** DO THIS **
Write out, precisely and in full, each line of the material.
[begin DATA FOR PROCESSING]
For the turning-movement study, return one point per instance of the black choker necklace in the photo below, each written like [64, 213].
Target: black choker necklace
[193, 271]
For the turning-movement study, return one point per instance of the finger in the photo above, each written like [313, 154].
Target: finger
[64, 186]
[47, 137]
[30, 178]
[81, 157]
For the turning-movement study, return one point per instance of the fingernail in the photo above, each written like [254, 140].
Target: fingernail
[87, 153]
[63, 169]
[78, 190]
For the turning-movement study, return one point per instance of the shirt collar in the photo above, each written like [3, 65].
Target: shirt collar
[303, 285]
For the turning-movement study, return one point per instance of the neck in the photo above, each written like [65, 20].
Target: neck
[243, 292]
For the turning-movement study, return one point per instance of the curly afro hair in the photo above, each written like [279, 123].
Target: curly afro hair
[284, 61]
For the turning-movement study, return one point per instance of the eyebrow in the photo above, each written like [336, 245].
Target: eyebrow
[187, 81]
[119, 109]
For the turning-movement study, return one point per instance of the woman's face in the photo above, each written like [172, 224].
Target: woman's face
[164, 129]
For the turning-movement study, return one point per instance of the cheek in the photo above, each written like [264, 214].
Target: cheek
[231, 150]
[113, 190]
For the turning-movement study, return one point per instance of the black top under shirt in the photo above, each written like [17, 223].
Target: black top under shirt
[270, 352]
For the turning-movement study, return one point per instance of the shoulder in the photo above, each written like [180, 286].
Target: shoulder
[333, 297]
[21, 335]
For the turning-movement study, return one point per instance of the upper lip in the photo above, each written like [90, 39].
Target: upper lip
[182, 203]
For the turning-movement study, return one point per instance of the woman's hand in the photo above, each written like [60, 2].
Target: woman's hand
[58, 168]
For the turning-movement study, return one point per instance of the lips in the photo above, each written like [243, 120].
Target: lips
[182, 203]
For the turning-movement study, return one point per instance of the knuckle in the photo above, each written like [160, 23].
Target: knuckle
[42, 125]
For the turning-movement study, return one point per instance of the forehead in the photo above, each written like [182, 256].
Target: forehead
[end DATA FOR PROCESSING]
** EXERCISE SOLUTION **
For the turning-movement study, return one point per instance of the black choker necklace in the photo below, each written like [64, 213].
Target: black choker necklace
[193, 271]
For the turning-movement study, return one point per instance of the finger in the photo above, each written like [313, 154].
Target: finger
[64, 186]
[47, 137]
[30, 178]
[81, 157]
For the turning-movement study, return one point per instance of the fingernail in the photo above, each written like [254, 140].
Target: fingernail
[87, 153]
[63, 169]
[78, 190]
For the turning-movement study, return one point per instance of the shirt collar in the photo above, each written like [3, 65].
Target: shirt collar
[303, 285]
For the turning-movement study, return one point per instance of the neck in the photo above, each written like [65, 20].
Target: neck
[243, 292]
For the turning-movement study, return one point per instance of the curly afro hair in the photo above, each written like [279, 123].
Target: curly afro hair
[284, 61]
For the turning-movement study, return one point per instance of the eyebrow in the photo above, each written like [336, 245].
Target: eyebrow
[187, 81]
[119, 109]
For the turning-movement study, return one point per instance of the woman's face in the photo above, each written like [172, 224].
Target: woman's face
[164, 129]
For the turning-movement study, return one point per instance of the cheek in the photo above, each written like [264, 214].
Target: cheek
[231, 150]
[113, 190]
For the turning-movement study, return one point per instance of the black top under shirt in the photo above, each written like [17, 223].
Target: black top under shirt
[270, 352]
For the turning-movement study, return one point per instance of the shoulder in the photo above, each written like [180, 286].
Target: shoulder
[333, 297]
[21, 335]
For the turning-movement study, return one point per instance of the upper lip in the photo above, each written like [90, 39].
Target: upper lip
[182, 203]
For the turning-movement study, return one point per instance of the woman's hand in the photo above, each written like [60, 2].
Target: woman's hand
[58, 168]
For the turning-movement study, return one point per instance of the lips in the photo above, each written like [243, 120].
Target: lips
[182, 203]
For the turning-movement study, return one point per instance of the knuckle in the photo above, each written like [160, 23].
Target: knuckle
[42, 125]
For the turning-movement study, return one point per instance of the forehead in the photo above, each written like [182, 256].
Target: forehead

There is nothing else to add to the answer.